● **取り組む課題**
下に示す南島と漂着物についての文章を、最後の文の後から引き継いで続きを書く。

● **本文抜粋**
# # #

南島域の海神の宮の位置は不詳だが、倭の領域最南端(隼人・熊襲+屋久島&種子島)のさらに先の、奄美〜沖縄〜先島辺りと思われ、九州と南島の繋がりがあったことを示していると見てよいのでは。しかしながら、場所を特定できそうな記載が無いこともあり、ここらの話は余り注目されてこなかったようだ。

今でこそ、ビーチコーミングという用語が通用するが、「今昔物語集」編纂者のような例外的知識人を除けば、かつてはそのような話は見向きもされなかった。一般人には、それこそ椰子の実が知られていたように、漂着物など、たいして珍しくもない情報だったに違いないというに。南島の存在は人々に遍く知られていた筈なのであるが、文献主義に染まっているとそんなこと露とも思わずになってしまう。

漂着物で、南島の存在を知っているからこそ、南島からの渡航者の強固な意志と類まれなる実行力を称賛することになるのである。

# # #

● **表示情報**
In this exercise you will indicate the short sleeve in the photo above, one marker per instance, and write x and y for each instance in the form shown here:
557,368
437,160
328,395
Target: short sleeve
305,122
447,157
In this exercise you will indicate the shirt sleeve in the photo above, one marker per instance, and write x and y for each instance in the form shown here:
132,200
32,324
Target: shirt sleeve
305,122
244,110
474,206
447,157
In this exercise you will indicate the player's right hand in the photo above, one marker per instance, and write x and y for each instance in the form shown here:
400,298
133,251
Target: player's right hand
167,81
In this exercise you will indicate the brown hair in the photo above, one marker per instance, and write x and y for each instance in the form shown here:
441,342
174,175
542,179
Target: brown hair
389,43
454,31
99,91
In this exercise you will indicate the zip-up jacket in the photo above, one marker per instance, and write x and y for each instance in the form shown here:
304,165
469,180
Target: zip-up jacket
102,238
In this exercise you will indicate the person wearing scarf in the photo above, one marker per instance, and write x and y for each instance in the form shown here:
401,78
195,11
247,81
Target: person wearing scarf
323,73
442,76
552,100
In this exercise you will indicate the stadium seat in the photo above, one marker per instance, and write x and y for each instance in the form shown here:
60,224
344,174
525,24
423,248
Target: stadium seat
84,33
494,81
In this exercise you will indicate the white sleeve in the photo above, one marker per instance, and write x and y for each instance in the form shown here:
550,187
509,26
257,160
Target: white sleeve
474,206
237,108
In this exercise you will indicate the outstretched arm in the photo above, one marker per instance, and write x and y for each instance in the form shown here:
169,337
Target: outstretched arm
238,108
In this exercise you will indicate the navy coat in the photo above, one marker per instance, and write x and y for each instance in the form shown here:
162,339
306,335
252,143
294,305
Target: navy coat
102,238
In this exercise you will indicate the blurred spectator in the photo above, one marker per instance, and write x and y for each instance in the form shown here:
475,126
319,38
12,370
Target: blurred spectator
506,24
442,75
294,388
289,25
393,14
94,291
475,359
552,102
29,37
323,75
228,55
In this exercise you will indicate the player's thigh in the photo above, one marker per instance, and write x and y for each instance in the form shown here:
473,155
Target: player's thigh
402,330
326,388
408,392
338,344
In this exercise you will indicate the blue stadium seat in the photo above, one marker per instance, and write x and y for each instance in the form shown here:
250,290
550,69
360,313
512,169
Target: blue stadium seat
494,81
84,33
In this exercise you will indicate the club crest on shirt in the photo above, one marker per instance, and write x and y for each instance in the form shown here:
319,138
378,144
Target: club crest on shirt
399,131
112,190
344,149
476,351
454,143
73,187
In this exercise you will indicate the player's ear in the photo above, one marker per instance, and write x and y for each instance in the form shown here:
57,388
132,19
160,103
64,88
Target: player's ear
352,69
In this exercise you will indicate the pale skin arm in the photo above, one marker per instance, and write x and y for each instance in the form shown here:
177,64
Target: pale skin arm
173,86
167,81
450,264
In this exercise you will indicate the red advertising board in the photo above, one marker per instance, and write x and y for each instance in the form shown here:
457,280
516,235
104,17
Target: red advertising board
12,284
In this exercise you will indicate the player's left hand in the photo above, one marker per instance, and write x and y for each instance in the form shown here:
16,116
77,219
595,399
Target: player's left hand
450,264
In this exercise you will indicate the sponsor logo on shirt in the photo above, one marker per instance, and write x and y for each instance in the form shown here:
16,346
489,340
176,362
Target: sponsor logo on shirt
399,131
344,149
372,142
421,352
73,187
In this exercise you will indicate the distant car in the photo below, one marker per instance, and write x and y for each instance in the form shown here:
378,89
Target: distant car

# # #

● **解答**
ここらのセンスを持てるかで、海神の宮訪問譚の意義は大きく変わってくる。他の譚に比べ、漢語調的に仕上げているように映るが、土着した海人のビーチコーミング習慣を知っていると、こここそ倭の観念を示す箇所と気付く筈である。

と言うのは、南島の漂着物こそが生命力の源泉と見られていておかしくないからだ。・・・
倭人は葦牙に霊威を覚えた訳だが、それは、芽ぶに対する感慨と言ってよいだろう。しかし、一般的な芽ぶきに感動を覚えるというのは、現代人の教養主義でしかない。倭人が感動を覚えたのは、南島から漂着して来た草の種の生命力。葦の種は漂着地で、あっと言う間に繁茂するからだ。

南島海人も同じである。遥か彼方から、想像を絶する困難を克服して倭に渡来。その超能力に感じ入っていったということ。
そんなことを人々に思い起こさせてくれたのが、柳田国男[「海上の道」海神宮考@青空文庫]である。

と言うことで、南島の信仰がどのようなものかじっくり見たいところなれど、残念ながら難しい。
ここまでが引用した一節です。